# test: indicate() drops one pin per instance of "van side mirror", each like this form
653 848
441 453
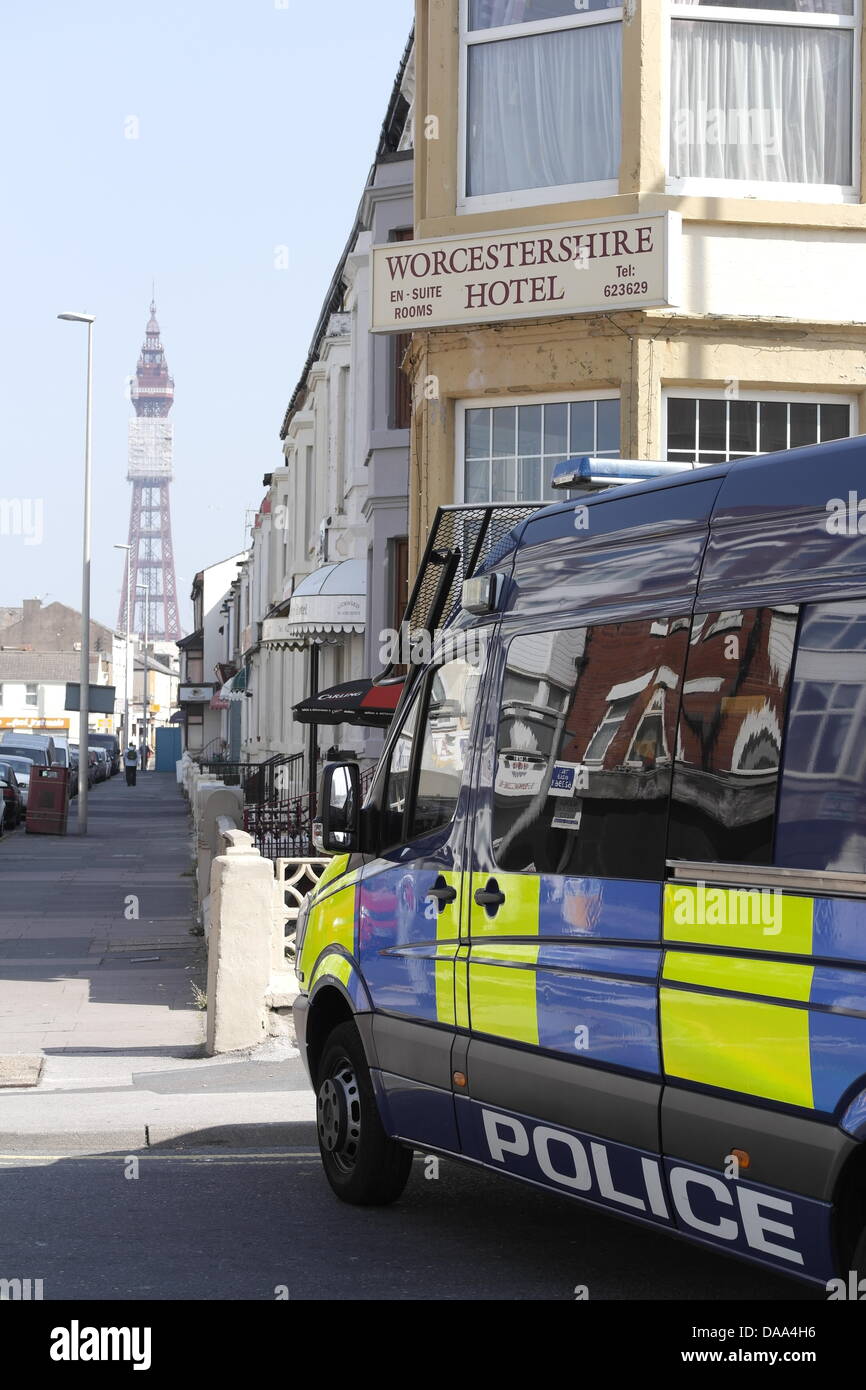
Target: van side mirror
337 831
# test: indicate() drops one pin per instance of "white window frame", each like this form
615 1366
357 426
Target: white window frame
806 398
528 196
758 188
553 398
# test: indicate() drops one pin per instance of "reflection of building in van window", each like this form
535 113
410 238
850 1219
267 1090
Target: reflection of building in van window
729 742
445 705
822 806
584 751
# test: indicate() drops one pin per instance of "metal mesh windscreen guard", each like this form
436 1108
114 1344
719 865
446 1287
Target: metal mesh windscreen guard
463 540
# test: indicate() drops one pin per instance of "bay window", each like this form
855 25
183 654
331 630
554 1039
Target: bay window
509 452
709 427
763 92
541 100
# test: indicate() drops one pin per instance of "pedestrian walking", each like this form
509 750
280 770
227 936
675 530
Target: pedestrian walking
131 765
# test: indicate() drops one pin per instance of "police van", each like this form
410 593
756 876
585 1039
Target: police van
601 919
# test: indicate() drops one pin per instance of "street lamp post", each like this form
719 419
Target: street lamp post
84 705
128 549
145 590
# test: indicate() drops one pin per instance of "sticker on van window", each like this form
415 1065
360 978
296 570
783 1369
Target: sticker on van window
569 818
563 780
519 776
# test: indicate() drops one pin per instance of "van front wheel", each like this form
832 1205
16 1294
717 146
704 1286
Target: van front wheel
363 1165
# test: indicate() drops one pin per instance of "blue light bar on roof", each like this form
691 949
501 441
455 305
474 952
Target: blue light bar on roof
591 474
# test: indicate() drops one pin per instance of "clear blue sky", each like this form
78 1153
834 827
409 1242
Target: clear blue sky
257 125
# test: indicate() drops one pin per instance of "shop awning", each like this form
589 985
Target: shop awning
234 688
330 602
355 702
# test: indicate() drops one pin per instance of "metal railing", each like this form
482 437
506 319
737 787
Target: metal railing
282 829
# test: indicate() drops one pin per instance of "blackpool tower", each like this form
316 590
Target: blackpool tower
149 471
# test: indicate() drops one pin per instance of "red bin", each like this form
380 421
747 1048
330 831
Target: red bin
47 801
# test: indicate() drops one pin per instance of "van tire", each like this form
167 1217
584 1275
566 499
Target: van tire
362 1164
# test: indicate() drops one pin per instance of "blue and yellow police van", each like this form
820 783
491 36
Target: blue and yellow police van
599 922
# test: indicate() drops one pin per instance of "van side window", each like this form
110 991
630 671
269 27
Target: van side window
451 704
729 745
585 745
433 755
822 799
396 786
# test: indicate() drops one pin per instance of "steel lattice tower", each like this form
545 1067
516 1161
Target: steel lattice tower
149 471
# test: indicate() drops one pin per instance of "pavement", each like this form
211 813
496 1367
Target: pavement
102 972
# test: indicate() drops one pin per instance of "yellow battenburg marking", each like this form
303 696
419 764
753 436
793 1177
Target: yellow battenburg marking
502 998
448 930
335 965
330 923
744 919
776 979
462 988
338 866
737 1045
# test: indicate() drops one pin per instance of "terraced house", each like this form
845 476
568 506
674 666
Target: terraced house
640 230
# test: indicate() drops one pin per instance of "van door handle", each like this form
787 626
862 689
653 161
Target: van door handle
442 893
489 897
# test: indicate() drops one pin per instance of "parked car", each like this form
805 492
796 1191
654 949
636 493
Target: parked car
25 741
13 801
113 748
21 748
21 767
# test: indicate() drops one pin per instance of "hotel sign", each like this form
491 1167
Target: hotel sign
573 268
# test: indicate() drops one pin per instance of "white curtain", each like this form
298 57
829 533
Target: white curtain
545 110
761 102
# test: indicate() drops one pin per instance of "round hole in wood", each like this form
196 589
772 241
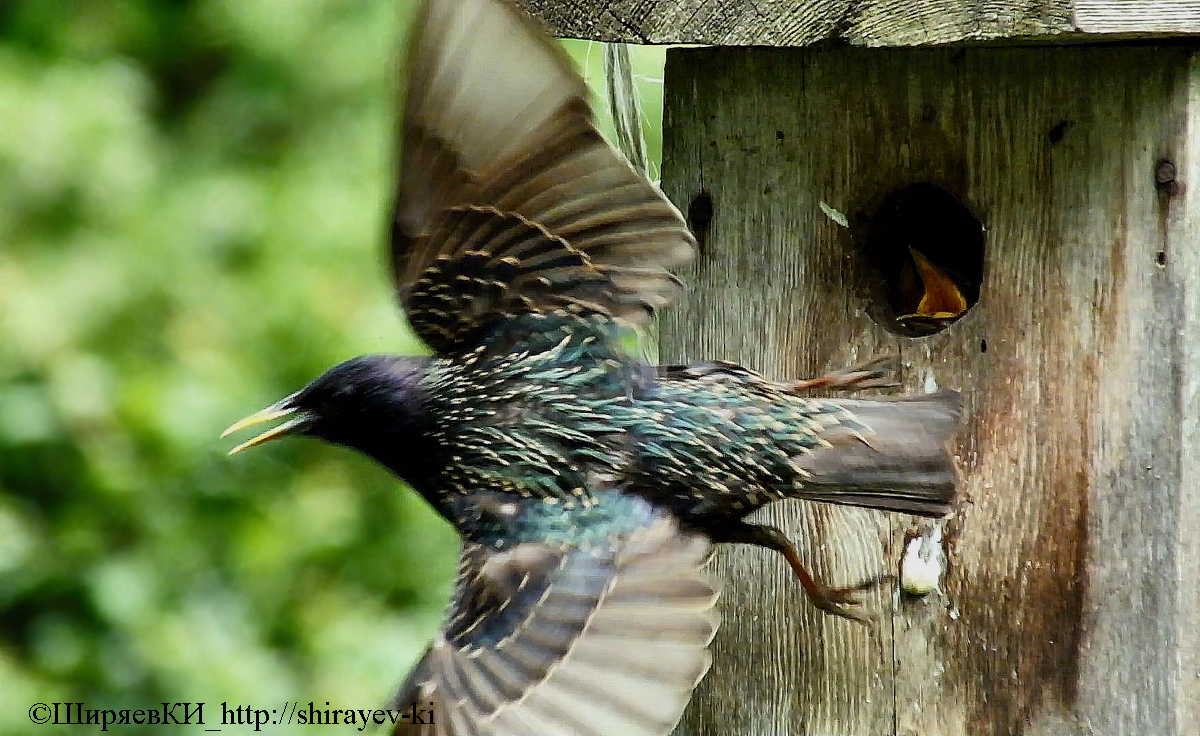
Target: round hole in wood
924 252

++++++

Stated task:
Identify each line in the entries above that contains the string "building". Matching is case-sensitive.

Worked solution:
# test: indicate() drops one pin per instance of "reflection of building in van window", each like this form
Target: reflection of building in van window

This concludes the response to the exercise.